§ **TASK DESCRIPTION**
Could you substitute "Place a pin" for every "Drop a marker" in the listing below and give it back otherwise unchanged, with the pictures left out?

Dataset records
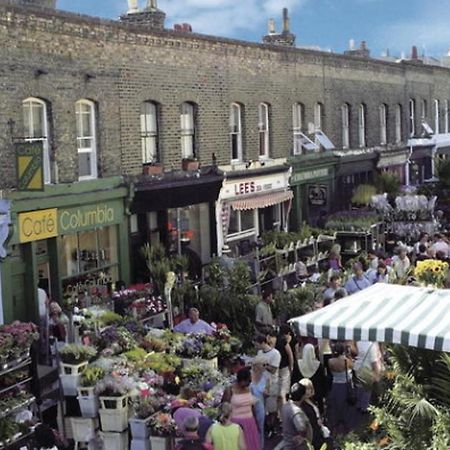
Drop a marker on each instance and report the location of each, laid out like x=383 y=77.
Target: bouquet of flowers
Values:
x=432 y=272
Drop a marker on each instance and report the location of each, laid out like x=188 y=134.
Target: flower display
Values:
x=432 y=272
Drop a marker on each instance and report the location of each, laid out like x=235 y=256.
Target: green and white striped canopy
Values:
x=414 y=316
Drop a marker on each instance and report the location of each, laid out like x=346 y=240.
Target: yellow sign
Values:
x=37 y=225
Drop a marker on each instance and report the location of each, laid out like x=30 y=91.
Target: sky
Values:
x=329 y=24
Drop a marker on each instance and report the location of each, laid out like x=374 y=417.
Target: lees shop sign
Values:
x=47 y=223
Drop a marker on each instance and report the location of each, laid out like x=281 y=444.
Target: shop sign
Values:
x=256 y=185
x=300 y=177
x=317 y=195
x=72 y=220
x=37 y=225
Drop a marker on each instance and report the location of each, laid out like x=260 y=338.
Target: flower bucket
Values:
x=83 y=429
x=88 y=401
x=70 y=376
x=115 y=441
x=160 y=443
x=140 y=444
x=139 y=428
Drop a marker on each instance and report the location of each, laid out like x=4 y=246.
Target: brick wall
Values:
x=120 y=65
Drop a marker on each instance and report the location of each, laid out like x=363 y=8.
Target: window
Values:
x=383 y=124
x=318 y=116
x=412 y=117
x=436 y=116
x=345 y=113
x=263 y=128
x=236 y=132
x=398 y=123
x=446 y=116
x=362 y=125
x=423 y=110
x=297 y=127
x=149 y=132
x=36 y=128
x=86 y=142
x=187 y=120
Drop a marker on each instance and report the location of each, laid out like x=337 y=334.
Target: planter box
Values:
x=209 y=363
x=115 y=441
x=83 y=430
x=139 y=428
x=88 y=401
x=70 y=376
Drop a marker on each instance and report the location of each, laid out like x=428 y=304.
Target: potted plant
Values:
x=113 y=392
x=87 y=397
x=189 y=164
x=74 y=359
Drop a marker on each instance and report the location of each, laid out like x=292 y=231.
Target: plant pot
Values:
x=70 y=376
x=152 y=169
x=115 y=441
x=190 y=164
x=139 y=428
x=88 y=401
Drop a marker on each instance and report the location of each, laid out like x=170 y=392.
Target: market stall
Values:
x=413 y=316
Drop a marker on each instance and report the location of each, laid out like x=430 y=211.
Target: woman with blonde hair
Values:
x=226 y=435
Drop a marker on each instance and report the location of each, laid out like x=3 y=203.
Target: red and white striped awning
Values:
x=262 y=201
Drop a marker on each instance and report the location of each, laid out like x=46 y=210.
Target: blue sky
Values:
x=392 y=24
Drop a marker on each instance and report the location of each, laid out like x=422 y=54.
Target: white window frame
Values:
x=362 y=125
x=149 y=131
x=82 y=137
x=34 y=135
x=412 y=117
x=263 y=130
x=236 y=133
x=187 y=130
x=383 y=124
x=318 y=113
x=446 y=118
x=437 y=118
x=297 y=128
x=398 y=124
x=345 y=117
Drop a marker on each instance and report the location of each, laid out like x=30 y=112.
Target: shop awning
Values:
x=262 y=201
x=413 y=316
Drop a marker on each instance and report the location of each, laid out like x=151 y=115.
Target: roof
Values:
x=413 y=316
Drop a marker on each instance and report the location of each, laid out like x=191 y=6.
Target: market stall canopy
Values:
x=413 y=316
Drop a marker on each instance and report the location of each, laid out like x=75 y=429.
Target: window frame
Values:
x=236 y=133
x=149 y=137
x=263 y=130
x=188 y=150
x=92 y=149
x=345 y=121
x=45 y=131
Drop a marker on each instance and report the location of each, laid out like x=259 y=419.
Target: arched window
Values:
x=263 y=129
x=297 y=127
x=436 y=116
x=345 y=114
x=86 y=139
x=149 y=132
x=236 y=132
x=36 y=129
x=398 y=124
x=383 y=124
x=412 y=117
x=187 y=121
x=362 y=125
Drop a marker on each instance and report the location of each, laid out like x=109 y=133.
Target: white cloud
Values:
x=227 y=17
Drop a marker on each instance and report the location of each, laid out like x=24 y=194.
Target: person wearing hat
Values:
x=297 y=430
x=358 y=281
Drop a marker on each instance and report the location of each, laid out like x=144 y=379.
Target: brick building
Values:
x=203 y=117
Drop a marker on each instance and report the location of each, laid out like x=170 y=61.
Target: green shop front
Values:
x=70 y=240
x=313 y=183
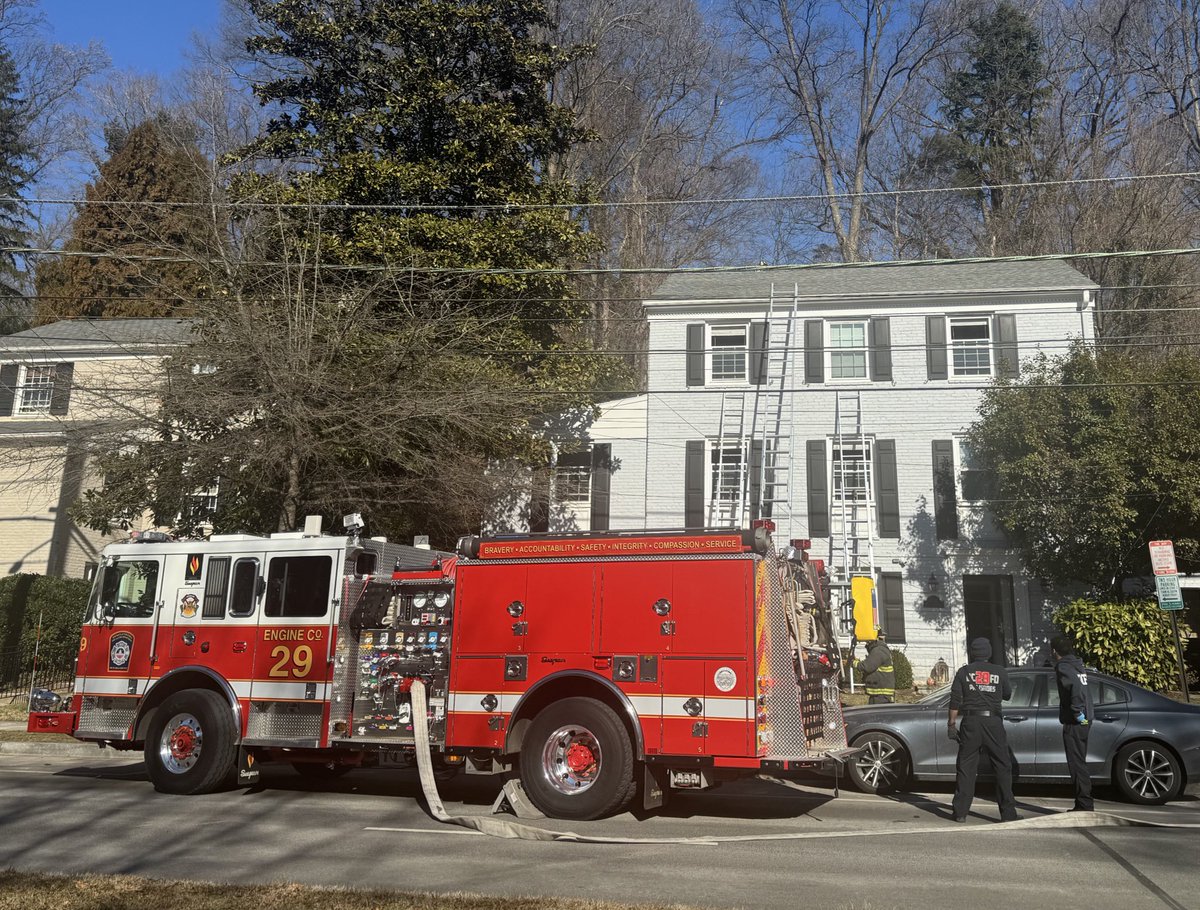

§ **OUTPUT OF THE EXERCISE**
Place a pin on each instance and report the location of each, laid out like x=383 y=77.
Target: bouquet of flowers
Values:
x=432 y=272
Place a pin on each instance and report the location of each, laid out like x=188 y=134.
Target: flower display
Values:
x=432 y=272
Place a pin on each instance and report the location of each, laid out like x=235 y=256.
Target: green and white striped canopy
Values:
x=414 y=316
Place a pin on each instance and report the location of each, laid out like x=346 y=240.
Target: yellow sign
Values:
x=37 y=225
Place a pin on each instance and report the location of each, laid out like x=30 y=91.
Target: sky
Values:
x=329 y=24
Place a pin on each instance and report the location of each, laid out like x=374 y=417.
Target: lees shop sign
Values:
x=47 y=223
Place a pin on each instance and report the location of each, laid out like x=281 y=444.
Target: shop sign
Values:
x=256 y=185
x=300 y=177
x=317 y=195
x=72 y=220
x=37 y=225
Place a pin on each instance and report the location of each, laid out like x=260 y=338.
Target: flower bucket
Values:
x=83 y=429
x=88 y=401
x=70 y=376
x=115 y=441
x=160 y=443
x=140 y=444
x=139 y=428
Place a pin on each instance and report the location of each, laid out like x=4 y=246.
Target: brick wall
Values:
x=120 y=65
Place a pin on each instance and report the location of each, laid out like x=363 y=8.
Target: window
Values:
x=383 y=124
x=318 y=116
x=412 y=117
x=436 y=116
x=345 y=113
x=263 y=128
x=236 y=132
x=398 y=123
x=446 y=116
x=362 y=125
x=423 y=110
x=297 y=127
x=149 y=132
x=36 y=128
x=86 y=142
x=187 y=120
Place a pin on each instance and report the location of each, laid out like x=337 y=334.
Target: planter box
Values:
x=209 y=363
x=115 y=441
x=83 y=430
x=139 y=428
x=88 y=401
x=70 y=376
Place a pin on each instance and report the location of each, laid out like x=428 y=304.
Target: potted plant
Values:
x=113 y=392
x=87 y=397
x=189 y=164
x=74 y=359
Place a pin on each instance and report the location of each, laid out like x=292 y=231.
Target: plant pot
Values:
x=70 y=376
x=152 y=169
x=115 y=441
x=190 y=164
x=139 y=428
x=88 y=401
Place a pin on each instance and report the location of each, laid out like x=170 y=392.
Target: market stall
Values:
x=413 y=316
Place a pin on each instance and report the location of each, laid out like x=430 y=211.
Target: woman with blonde hair
Values:
x=226 y=435
Place a pin on each instance and report the location of each, laid out like x=3 y=203.
Target: red and white striped awning
Values:
x=262 y=201
Place a pin on each instance and report the location of each, laid out like x=46 y=210.
Target: blue sky
Values:
x=392 y=24
Place a pin on each instance and report the location of each, laid out like x=422 y=54.
Target: white window frame
Values:
x=362 y=125
x=149 y=131
x=82 y=137
x=34 y=135
x=412 y=117
x=263 y=130
x=236 y=133
x=187 y=130
x=383 y=124
x=318 y=113
x=446 y=118
x=437 y=118
x=297 y=128
x=398 y=124
x=345 y=117
Place a pin on each instance and report the location of each, laid out like x=30 y=112.
Target: shop awning
Values:
x=262 y=201
x=413 y=316
Place a pin on each instance and report the location of each, laid out like x=151 y=115.
Target: roof
Values:
x=413 y=316
Place a pin on each instance and report the location of each, laid out like x=191 y=6.
Target: market stall canopy
Values:
x=413 y=316
Place a pin on each instance and report the location of each, laid out like x=75 y=429.
Target: window frame
Values:
x=236 y=133
x=149 y=137
x=263 y=130
x=188 y=150
x=92 y=149
x=345 y=121
x=45 y=131
Place a pin on each instance and report the location of each, laid out like x=259 y=419.
Target: arched window
Values:
x=263 y=129
x=297 y=127
x=436 y=116
x=345 y=114
x=86 y=139
x=149 y=132
x=236 y=132
x=36 y=129
x=398 y=124
x=383 y=124
x=412 y=117
x=187 y=121
x=362 y=125
Place a pin on each instance and report the location of each, laid out like x=109 y=133.
Target: white cloud
Values:
x=227 y=17
Place a pin on each instance and report the location of each, laid out like x=24 y=194.
Target: person wearing hat
Values:
x=297 y=430
x=358 y=281
Place a pin on each instance and report the location of each, laid out like x=144 y=379.
Target: brick building
Values:
x=203 y=117
Place a pin on each instance and report the location of each, laid out like x=170 y=61.
Target: green shop front
Values:
x=70 y=240
x=313 y=183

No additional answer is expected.